# [DIRECTIONS]
Reproduce the lines of the records below verbatim, starting at the line containing "Locate the white glove, then" and ending at the line containing "[[488, 319], [48, 347]]", with both of those lines included.

START DATA SUPPLIED

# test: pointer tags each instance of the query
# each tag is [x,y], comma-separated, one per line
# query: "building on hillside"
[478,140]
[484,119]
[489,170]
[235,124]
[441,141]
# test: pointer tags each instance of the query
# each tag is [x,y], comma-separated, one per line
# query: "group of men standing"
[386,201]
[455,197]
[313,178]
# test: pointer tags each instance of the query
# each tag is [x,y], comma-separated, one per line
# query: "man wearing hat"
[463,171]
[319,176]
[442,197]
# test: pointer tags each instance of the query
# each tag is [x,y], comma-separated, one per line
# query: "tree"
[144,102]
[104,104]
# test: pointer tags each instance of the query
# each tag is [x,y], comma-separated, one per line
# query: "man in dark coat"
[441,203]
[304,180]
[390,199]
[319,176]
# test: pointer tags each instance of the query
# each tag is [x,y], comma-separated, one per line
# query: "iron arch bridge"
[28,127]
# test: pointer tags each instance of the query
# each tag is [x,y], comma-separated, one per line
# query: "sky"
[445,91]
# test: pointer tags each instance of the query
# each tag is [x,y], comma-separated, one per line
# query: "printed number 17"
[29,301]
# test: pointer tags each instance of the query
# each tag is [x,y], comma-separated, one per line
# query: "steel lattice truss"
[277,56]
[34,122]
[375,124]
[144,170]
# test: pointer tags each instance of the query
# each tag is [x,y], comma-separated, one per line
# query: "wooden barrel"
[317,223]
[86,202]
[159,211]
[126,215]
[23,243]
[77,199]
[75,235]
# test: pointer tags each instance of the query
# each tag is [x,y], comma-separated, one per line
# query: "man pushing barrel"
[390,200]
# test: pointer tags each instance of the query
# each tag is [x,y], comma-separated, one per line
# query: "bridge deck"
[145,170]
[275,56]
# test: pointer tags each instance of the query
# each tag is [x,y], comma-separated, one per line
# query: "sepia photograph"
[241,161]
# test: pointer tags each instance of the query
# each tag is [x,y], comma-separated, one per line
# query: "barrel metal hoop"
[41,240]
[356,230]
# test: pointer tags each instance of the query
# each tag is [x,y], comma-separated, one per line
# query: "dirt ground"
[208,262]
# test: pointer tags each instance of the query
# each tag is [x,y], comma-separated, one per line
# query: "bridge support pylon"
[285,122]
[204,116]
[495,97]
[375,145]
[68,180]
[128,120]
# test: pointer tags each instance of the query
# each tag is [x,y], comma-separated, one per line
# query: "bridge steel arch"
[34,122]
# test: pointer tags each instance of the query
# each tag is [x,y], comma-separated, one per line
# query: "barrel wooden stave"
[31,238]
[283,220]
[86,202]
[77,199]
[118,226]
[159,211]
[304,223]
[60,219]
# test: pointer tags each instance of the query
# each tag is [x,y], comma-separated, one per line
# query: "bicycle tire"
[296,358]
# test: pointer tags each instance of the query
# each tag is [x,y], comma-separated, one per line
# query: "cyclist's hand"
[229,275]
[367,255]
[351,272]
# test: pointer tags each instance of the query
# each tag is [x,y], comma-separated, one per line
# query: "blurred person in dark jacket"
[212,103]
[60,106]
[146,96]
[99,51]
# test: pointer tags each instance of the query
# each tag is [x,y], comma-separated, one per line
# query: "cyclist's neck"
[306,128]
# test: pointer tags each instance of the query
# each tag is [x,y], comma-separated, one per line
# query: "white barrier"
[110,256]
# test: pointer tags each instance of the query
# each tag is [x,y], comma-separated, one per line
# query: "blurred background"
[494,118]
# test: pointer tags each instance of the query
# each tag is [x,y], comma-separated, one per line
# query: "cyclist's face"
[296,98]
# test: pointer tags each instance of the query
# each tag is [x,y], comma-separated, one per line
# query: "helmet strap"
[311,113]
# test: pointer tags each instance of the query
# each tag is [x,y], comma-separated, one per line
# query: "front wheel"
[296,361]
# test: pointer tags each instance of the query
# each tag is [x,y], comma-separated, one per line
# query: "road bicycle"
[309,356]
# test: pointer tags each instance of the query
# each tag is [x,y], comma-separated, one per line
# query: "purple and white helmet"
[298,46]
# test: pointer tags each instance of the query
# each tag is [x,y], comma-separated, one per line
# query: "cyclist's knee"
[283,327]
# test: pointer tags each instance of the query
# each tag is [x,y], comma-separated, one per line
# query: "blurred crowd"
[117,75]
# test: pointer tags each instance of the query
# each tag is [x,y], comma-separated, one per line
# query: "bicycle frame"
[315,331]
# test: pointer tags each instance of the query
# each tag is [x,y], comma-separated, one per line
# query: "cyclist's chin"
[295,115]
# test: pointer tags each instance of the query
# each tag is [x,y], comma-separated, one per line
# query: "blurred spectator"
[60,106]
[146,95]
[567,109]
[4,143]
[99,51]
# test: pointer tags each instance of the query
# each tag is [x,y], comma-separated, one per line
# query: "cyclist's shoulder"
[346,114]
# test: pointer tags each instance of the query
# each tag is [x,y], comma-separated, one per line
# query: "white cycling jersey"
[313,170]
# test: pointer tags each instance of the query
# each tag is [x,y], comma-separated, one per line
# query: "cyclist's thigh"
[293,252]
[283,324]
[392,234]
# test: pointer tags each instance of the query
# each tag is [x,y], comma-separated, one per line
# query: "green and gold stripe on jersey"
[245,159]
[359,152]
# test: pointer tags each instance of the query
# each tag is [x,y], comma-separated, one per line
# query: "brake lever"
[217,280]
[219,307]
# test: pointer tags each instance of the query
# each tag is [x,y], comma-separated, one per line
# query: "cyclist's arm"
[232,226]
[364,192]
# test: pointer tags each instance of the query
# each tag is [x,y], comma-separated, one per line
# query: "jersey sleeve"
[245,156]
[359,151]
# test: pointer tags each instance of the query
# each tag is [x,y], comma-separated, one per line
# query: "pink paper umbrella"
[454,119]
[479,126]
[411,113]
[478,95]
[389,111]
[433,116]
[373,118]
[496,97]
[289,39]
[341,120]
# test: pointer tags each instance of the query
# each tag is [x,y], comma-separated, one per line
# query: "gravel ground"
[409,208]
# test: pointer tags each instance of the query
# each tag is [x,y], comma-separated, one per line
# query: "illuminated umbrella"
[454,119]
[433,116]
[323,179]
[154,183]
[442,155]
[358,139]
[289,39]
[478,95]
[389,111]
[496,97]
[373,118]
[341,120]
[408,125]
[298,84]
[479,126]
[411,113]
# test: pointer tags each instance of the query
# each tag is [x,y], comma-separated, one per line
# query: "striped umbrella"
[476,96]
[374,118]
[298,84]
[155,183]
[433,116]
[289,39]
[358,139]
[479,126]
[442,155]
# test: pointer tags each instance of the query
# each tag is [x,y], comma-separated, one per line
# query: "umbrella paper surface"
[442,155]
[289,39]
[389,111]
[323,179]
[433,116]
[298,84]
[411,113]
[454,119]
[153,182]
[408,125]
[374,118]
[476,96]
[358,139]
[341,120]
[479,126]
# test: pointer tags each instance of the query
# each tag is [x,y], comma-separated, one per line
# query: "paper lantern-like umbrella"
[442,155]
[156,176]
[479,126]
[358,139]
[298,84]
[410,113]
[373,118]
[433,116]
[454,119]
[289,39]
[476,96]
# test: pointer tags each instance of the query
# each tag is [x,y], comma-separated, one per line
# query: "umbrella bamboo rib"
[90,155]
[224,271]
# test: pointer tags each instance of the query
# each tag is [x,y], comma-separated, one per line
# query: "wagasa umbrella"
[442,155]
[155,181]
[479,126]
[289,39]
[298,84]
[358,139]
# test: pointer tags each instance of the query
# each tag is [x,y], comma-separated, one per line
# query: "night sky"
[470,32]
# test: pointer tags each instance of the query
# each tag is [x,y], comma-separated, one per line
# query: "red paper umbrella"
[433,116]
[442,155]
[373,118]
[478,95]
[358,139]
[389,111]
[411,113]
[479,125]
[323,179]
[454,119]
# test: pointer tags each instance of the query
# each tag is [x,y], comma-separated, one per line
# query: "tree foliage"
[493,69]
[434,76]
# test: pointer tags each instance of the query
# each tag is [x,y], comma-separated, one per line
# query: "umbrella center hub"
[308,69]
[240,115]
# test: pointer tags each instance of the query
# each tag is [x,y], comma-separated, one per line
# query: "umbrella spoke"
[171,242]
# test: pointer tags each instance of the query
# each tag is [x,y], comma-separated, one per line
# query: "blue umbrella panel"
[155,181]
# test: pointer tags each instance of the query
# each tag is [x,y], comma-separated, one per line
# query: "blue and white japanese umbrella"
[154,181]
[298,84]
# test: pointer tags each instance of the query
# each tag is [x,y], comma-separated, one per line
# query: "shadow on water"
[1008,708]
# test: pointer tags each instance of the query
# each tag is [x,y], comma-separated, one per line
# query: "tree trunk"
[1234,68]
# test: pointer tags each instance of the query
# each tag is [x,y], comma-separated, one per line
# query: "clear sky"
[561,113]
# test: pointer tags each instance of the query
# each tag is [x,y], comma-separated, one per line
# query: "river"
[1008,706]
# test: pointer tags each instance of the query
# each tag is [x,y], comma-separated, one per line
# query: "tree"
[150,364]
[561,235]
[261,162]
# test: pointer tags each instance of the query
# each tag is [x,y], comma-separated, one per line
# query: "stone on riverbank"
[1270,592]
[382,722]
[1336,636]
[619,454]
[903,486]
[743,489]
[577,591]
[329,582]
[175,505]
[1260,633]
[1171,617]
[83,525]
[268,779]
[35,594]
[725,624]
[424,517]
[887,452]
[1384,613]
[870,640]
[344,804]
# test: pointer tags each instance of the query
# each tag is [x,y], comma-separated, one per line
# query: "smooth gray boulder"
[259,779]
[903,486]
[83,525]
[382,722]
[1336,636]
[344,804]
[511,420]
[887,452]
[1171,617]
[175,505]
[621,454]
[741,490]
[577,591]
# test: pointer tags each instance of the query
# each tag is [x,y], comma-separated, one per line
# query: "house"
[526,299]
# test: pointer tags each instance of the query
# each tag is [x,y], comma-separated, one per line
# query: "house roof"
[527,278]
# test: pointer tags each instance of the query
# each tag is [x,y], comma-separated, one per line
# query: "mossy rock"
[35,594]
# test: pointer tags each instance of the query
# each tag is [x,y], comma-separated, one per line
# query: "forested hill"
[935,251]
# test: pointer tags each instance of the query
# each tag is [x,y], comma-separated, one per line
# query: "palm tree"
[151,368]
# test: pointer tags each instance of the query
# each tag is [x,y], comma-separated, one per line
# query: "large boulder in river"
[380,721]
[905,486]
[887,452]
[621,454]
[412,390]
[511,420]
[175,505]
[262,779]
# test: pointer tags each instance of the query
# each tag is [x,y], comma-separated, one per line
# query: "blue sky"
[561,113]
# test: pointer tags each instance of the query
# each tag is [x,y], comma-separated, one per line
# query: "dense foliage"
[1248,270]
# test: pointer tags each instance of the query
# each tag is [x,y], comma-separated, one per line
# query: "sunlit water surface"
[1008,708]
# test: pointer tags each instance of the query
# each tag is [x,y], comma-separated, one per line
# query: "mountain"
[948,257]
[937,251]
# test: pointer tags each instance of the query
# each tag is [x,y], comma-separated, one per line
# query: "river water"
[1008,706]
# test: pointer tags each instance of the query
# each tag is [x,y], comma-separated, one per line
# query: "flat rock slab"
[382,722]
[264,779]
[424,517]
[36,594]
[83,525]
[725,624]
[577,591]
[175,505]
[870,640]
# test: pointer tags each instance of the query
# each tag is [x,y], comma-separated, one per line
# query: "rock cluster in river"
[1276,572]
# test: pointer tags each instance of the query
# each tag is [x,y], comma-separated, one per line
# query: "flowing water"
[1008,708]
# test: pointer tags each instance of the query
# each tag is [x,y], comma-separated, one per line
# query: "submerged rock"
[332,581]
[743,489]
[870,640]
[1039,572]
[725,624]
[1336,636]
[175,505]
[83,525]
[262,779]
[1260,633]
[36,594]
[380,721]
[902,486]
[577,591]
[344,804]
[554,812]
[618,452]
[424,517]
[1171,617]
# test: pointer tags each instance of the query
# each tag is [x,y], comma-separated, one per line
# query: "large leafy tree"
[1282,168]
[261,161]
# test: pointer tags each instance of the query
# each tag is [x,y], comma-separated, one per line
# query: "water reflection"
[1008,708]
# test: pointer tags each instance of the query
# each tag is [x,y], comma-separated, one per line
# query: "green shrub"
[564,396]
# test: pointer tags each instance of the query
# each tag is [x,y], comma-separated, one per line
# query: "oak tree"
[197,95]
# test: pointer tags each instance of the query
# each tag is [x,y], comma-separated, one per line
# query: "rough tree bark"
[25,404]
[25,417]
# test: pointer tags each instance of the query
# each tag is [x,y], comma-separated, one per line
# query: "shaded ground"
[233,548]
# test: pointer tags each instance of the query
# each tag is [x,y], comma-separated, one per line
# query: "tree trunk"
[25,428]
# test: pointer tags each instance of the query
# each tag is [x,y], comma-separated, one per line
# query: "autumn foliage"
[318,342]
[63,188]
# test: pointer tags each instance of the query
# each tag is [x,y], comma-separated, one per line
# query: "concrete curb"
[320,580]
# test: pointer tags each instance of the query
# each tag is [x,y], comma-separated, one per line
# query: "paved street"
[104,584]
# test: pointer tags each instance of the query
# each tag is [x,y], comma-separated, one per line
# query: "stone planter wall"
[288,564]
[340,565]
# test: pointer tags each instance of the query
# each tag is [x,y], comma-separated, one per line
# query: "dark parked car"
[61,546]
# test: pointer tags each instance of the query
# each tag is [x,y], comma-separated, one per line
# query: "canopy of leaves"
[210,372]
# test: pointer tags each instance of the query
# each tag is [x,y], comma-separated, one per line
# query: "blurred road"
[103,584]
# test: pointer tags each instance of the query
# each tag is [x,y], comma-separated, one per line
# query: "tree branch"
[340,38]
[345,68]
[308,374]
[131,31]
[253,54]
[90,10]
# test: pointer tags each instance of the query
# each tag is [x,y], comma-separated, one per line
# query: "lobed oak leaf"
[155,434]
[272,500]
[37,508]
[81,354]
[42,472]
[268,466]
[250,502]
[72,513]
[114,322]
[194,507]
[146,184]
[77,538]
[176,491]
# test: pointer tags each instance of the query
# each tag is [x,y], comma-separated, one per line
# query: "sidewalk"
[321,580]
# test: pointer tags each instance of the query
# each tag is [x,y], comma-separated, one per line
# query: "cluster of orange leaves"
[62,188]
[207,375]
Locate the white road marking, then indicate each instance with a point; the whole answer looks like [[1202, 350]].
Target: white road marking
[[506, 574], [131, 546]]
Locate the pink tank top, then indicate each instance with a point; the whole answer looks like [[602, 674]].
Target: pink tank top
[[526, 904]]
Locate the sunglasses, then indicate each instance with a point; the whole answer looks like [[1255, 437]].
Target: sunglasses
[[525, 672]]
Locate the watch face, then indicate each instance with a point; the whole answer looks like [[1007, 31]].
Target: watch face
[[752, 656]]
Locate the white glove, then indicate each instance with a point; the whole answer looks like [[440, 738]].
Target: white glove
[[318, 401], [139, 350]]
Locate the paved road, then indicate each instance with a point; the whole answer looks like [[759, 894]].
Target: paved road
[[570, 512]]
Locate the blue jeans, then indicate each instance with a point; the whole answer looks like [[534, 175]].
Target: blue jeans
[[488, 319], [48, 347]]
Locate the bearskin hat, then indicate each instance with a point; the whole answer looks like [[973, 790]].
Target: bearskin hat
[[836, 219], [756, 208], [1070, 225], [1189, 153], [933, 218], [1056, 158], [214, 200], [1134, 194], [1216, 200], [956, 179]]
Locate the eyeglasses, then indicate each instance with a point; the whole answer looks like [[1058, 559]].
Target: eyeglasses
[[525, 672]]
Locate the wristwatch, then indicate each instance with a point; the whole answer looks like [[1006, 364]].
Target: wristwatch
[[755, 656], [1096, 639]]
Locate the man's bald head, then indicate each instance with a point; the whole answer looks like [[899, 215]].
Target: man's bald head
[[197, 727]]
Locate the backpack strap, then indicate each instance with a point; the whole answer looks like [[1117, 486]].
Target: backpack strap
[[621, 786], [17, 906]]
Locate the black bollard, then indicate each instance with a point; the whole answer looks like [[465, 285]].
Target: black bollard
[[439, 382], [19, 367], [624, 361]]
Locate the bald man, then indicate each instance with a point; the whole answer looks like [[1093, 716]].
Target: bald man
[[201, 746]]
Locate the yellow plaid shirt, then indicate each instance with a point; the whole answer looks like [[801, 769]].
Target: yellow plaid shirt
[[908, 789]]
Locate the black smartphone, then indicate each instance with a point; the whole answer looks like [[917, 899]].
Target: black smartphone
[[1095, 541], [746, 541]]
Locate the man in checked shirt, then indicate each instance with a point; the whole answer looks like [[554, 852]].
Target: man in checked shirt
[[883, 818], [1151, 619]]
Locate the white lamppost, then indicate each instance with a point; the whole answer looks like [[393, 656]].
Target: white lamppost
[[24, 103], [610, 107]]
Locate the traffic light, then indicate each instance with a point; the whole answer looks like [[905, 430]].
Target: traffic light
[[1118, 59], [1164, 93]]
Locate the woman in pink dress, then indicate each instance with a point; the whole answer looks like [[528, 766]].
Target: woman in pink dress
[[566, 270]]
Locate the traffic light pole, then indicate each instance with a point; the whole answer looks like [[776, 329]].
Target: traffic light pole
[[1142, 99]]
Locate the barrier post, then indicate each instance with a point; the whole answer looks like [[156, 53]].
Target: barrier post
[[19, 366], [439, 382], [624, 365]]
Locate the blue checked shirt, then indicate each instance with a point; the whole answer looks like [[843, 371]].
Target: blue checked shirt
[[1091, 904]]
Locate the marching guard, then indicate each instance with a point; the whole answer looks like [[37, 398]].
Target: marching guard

END DATA SUPPLIED

# [RESPONSE FOR THIS EXERCISE]
Locate the white glove, then indicate each instance with a point; the whole answer looks like [[440, 738]].
Target: white glove
[[318, 401], [139, 350]]
Locate the paved road, then indicate each instance with a point; the whole answer looks like [[759, 894]].
Target: paved road
[[570, 512]]
Locate the blue jeans, then indicate each instance with a point; the whole answer looks like [[534, 175]].
Target: blue jeans
[[488, 319], [48, 347]]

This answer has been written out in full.